Dataset records
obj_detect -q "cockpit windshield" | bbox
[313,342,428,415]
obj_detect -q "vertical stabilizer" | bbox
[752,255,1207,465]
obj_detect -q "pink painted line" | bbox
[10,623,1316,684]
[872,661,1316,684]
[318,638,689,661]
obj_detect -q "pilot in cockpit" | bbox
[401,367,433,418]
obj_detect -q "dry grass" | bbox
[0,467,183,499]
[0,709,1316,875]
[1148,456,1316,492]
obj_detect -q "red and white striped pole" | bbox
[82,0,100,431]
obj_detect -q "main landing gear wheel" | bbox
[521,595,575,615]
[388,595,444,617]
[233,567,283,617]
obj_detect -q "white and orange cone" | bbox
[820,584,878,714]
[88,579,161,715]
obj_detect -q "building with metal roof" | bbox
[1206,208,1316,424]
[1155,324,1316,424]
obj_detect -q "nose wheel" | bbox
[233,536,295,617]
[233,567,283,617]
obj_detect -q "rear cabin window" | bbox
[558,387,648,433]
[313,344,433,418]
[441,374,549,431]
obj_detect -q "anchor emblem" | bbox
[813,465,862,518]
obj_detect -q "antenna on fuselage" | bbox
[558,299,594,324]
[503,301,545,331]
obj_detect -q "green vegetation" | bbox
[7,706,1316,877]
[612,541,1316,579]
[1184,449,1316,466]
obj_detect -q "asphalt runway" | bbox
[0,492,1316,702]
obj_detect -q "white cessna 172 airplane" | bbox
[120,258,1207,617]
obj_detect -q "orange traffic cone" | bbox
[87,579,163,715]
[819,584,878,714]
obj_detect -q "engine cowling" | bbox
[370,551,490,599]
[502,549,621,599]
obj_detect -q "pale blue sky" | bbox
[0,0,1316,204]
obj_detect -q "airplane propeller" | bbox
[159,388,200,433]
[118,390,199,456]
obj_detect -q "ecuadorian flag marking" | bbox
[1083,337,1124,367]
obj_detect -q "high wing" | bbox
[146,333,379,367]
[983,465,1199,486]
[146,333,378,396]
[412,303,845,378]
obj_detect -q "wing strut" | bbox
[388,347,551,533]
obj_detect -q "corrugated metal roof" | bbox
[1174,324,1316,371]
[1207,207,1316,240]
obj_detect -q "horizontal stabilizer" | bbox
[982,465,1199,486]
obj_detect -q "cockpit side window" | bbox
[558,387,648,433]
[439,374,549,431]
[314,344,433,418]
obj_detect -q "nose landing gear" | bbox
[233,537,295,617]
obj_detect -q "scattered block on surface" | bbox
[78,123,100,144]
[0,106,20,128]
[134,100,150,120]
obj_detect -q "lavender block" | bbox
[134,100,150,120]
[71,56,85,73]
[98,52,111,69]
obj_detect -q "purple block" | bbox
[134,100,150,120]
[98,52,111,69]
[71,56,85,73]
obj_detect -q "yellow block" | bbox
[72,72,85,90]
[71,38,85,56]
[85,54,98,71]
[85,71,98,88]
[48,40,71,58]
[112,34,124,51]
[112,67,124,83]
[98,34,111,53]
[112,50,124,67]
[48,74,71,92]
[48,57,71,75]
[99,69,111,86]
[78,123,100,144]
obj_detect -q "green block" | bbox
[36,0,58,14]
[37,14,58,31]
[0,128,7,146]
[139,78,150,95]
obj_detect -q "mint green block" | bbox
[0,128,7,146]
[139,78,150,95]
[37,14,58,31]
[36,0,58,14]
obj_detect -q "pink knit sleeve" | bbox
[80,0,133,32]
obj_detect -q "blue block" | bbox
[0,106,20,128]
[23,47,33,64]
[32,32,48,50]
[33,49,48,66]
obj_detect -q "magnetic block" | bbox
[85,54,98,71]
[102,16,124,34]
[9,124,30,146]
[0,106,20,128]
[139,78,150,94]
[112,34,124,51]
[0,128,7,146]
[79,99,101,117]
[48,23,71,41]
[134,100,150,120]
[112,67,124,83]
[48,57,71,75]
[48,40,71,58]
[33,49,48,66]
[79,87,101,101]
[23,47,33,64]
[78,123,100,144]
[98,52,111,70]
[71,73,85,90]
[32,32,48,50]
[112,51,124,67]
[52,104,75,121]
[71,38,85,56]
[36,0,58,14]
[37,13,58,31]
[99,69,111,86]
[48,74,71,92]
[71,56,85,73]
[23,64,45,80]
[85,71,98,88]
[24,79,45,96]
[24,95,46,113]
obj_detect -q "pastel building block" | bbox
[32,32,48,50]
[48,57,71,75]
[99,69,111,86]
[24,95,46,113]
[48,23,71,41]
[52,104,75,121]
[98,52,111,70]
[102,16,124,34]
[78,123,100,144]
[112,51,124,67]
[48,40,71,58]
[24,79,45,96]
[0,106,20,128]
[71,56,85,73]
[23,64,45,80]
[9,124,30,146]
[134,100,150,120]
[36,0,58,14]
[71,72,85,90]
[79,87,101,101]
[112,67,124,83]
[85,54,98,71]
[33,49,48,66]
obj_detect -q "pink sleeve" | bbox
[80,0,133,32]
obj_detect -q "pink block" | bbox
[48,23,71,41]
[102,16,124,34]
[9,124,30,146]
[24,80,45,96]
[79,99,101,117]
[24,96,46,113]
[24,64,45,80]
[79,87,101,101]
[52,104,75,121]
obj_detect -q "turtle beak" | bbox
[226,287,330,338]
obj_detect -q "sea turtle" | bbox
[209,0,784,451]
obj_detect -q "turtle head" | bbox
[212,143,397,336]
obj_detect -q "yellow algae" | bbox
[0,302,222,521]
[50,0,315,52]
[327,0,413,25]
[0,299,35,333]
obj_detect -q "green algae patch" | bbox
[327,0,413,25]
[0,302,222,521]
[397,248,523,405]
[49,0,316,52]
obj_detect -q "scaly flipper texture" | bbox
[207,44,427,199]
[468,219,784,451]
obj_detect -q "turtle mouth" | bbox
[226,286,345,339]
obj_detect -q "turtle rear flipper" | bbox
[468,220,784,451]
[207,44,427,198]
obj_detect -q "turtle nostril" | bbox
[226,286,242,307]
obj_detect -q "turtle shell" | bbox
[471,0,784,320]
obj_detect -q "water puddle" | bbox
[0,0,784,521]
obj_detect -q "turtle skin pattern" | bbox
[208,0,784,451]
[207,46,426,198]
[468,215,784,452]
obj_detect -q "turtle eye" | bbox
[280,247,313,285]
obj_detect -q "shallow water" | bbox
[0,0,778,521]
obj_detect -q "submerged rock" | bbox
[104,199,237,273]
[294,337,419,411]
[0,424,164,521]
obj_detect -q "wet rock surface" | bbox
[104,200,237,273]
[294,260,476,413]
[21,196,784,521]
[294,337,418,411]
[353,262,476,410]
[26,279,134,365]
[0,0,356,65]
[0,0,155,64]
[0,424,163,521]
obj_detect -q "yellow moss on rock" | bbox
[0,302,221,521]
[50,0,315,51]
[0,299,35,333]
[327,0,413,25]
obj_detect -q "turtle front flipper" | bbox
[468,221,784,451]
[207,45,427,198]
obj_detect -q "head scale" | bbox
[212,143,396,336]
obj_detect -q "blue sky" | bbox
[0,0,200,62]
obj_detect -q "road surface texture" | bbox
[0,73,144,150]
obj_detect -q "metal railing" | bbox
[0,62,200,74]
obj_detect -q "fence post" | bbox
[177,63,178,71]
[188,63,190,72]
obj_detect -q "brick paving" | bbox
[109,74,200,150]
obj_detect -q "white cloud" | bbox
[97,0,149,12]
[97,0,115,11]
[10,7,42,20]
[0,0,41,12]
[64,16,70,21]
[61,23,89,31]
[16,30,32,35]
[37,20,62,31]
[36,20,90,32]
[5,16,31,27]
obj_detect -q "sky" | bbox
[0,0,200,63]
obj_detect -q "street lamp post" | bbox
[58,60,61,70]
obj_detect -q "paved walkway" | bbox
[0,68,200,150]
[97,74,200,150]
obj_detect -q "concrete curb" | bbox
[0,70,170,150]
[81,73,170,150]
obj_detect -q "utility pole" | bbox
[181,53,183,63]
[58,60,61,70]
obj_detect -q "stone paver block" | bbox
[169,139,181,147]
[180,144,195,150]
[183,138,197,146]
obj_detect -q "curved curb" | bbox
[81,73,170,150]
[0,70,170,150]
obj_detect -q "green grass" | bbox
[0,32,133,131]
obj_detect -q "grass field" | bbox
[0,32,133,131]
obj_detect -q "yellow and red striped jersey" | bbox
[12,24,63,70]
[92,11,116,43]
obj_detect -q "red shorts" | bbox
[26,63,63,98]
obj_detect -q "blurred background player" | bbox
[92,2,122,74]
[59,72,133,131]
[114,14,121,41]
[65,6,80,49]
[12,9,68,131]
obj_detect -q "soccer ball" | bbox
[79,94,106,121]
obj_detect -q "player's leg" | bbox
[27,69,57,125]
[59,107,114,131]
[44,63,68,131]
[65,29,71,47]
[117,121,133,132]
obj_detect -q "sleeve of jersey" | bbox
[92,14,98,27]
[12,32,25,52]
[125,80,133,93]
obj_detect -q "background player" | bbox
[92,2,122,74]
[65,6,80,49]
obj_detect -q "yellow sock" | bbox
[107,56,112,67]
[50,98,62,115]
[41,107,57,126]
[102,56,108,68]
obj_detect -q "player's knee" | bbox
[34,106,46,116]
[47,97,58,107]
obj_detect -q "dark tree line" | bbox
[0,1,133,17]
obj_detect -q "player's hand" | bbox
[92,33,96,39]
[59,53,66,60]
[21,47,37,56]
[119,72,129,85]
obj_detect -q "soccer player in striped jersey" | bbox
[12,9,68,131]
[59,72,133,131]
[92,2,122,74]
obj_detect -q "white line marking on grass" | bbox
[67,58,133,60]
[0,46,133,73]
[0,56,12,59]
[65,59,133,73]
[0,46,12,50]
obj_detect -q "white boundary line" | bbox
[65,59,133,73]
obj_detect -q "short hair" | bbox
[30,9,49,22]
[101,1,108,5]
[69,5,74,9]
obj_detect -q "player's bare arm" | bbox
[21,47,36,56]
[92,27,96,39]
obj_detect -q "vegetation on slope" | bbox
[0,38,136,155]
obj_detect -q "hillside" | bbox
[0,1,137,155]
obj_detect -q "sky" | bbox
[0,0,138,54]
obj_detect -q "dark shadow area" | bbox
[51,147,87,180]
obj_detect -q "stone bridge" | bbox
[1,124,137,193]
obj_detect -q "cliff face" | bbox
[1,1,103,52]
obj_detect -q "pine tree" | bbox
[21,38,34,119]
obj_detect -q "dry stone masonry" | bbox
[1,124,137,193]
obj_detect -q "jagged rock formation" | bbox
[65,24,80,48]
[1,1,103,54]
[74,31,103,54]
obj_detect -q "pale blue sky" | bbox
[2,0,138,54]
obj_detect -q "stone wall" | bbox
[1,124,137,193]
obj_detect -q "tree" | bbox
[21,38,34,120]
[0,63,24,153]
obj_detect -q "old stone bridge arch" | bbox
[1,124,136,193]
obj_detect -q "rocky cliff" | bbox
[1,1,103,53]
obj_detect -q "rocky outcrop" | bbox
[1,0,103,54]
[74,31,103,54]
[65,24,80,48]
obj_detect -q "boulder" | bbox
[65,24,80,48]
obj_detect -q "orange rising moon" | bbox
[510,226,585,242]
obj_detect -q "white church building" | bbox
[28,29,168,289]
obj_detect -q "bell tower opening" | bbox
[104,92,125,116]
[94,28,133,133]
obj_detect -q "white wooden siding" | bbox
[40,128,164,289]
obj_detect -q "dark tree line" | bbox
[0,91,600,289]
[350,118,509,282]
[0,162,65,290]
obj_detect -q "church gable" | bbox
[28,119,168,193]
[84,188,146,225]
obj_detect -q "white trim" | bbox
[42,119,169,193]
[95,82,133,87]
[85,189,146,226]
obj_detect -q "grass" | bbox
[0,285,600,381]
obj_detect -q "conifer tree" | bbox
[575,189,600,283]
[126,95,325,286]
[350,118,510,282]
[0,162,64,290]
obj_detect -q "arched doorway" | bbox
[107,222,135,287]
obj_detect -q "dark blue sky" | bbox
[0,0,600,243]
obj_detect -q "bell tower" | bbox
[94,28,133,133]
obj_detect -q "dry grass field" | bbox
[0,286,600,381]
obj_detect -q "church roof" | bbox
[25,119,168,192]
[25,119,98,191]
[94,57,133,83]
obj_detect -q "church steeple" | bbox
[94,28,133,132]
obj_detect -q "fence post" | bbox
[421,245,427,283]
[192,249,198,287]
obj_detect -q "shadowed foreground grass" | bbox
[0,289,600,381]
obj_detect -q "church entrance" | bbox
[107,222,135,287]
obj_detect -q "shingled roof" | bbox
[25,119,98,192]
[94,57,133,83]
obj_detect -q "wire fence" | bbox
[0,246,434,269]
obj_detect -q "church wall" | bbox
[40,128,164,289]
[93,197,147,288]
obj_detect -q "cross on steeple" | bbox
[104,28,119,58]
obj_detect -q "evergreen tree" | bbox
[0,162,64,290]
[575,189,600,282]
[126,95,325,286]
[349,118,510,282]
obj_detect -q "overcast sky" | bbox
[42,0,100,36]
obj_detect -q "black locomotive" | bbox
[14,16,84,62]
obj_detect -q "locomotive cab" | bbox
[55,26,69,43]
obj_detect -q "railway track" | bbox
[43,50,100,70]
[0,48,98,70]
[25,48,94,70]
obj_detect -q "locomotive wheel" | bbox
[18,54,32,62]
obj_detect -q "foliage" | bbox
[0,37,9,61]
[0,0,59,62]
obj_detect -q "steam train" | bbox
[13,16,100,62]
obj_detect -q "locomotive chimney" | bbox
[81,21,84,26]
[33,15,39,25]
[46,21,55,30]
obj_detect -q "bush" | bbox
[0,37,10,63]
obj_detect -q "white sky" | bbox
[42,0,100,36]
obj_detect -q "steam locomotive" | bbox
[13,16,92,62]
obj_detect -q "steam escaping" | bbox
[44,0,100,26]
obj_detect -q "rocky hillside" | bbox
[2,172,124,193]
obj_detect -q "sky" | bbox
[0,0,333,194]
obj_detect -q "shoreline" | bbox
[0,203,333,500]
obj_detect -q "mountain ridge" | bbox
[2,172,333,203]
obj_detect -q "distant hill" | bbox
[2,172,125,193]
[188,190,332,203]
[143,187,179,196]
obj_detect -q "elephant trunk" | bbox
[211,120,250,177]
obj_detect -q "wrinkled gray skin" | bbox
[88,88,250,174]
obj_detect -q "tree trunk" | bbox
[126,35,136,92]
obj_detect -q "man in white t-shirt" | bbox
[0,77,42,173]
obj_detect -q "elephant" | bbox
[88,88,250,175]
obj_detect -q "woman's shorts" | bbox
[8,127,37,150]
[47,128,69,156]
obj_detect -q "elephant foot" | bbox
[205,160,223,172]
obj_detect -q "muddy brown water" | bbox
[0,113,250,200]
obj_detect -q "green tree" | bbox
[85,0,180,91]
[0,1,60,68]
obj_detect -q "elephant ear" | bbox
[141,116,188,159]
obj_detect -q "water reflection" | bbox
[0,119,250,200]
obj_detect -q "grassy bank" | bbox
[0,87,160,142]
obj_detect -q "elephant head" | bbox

Problem requirements
Pull out every line of the entries that contains the string "wing", matching case exactly.

Correct response
obj_detect -q "high wing" | bbox
obj_detect -q "wing strut" | bbox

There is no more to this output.